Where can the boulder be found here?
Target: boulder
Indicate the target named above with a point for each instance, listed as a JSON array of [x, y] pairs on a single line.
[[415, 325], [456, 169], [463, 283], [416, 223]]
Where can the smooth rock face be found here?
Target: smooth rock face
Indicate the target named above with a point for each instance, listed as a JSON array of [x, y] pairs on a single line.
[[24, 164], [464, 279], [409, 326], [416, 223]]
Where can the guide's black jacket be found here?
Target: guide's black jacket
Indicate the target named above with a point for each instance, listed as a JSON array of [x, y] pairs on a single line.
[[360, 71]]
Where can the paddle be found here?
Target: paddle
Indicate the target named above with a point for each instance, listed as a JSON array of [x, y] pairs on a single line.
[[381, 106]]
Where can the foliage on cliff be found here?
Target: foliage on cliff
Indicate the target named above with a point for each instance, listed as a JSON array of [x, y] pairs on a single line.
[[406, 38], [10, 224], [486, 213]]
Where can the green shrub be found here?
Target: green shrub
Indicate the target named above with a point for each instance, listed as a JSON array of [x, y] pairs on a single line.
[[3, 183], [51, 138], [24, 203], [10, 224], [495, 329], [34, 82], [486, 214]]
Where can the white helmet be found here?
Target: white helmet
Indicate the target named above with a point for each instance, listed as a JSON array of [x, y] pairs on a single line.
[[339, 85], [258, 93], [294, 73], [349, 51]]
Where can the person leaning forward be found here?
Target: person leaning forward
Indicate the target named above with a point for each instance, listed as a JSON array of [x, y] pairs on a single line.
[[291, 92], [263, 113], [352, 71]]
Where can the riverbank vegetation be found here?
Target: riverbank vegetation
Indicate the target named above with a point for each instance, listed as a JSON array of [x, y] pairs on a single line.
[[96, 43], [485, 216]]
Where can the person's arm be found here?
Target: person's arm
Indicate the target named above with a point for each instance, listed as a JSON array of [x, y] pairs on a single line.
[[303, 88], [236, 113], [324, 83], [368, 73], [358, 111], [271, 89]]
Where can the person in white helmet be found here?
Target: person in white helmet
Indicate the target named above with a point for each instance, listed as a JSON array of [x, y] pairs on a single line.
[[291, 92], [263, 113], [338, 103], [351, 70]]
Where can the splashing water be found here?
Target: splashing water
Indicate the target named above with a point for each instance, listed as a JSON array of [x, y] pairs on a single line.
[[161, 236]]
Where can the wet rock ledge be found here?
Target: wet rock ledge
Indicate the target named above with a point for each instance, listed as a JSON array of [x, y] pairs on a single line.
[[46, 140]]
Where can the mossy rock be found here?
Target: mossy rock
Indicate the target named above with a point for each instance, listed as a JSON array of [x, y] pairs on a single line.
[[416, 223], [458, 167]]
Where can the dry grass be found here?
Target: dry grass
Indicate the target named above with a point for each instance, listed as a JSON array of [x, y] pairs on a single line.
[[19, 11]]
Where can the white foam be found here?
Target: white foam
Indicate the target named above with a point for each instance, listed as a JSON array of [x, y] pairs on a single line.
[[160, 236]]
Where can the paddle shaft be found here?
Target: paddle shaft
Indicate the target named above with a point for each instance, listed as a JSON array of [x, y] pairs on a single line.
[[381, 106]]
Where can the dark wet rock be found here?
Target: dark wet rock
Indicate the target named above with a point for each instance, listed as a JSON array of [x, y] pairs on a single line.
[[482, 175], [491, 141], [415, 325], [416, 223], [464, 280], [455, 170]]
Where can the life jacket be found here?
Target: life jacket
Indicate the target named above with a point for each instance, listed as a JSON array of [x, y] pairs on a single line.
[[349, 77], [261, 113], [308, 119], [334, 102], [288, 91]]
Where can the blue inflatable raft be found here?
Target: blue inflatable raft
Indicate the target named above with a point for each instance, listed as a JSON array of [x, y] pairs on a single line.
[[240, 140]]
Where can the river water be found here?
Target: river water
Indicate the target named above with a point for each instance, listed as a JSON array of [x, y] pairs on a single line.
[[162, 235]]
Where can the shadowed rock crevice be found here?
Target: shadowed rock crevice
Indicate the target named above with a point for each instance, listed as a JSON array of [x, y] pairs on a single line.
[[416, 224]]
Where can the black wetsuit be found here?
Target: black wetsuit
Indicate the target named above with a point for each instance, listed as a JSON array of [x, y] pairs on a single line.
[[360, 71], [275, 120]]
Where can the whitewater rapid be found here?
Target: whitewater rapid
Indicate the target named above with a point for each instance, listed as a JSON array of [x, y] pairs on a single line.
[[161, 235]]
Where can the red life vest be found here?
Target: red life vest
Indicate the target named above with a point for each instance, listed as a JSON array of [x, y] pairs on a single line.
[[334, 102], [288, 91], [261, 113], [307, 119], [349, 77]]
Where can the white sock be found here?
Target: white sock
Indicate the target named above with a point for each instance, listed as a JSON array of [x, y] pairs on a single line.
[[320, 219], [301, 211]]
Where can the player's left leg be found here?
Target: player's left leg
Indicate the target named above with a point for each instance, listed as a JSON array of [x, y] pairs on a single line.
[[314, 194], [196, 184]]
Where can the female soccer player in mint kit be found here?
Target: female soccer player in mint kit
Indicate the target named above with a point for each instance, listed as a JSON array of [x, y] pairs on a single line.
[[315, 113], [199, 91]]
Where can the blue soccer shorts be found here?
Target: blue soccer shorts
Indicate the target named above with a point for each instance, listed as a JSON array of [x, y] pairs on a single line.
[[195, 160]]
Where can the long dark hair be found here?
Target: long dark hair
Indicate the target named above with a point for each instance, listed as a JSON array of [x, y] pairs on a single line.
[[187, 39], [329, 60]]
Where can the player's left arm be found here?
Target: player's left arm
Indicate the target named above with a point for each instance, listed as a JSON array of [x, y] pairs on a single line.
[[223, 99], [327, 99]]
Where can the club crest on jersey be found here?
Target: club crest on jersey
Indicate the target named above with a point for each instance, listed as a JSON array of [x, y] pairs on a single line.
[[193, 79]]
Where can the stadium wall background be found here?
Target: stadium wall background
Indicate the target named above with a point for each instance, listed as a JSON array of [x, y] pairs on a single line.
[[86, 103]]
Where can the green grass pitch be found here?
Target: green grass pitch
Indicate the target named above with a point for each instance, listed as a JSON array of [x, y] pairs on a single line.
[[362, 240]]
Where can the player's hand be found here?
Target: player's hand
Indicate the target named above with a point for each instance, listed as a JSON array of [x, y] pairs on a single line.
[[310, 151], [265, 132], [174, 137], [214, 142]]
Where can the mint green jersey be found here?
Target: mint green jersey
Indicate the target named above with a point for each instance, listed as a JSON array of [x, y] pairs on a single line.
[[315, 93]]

> _Work required_
Copy out the lines from the one containing "Where can the mint" through the end of the entries, inclusive, keeping the requests in place. Shift every coordinate in the answers up by 147.

> _Full output_
Where can the mint green jersey be found here?
Target: mint green jersey
Indicate the target named above with a point for each instance, listed as a JSON array of [x, y] pairs on a single line.
[[462, 240]]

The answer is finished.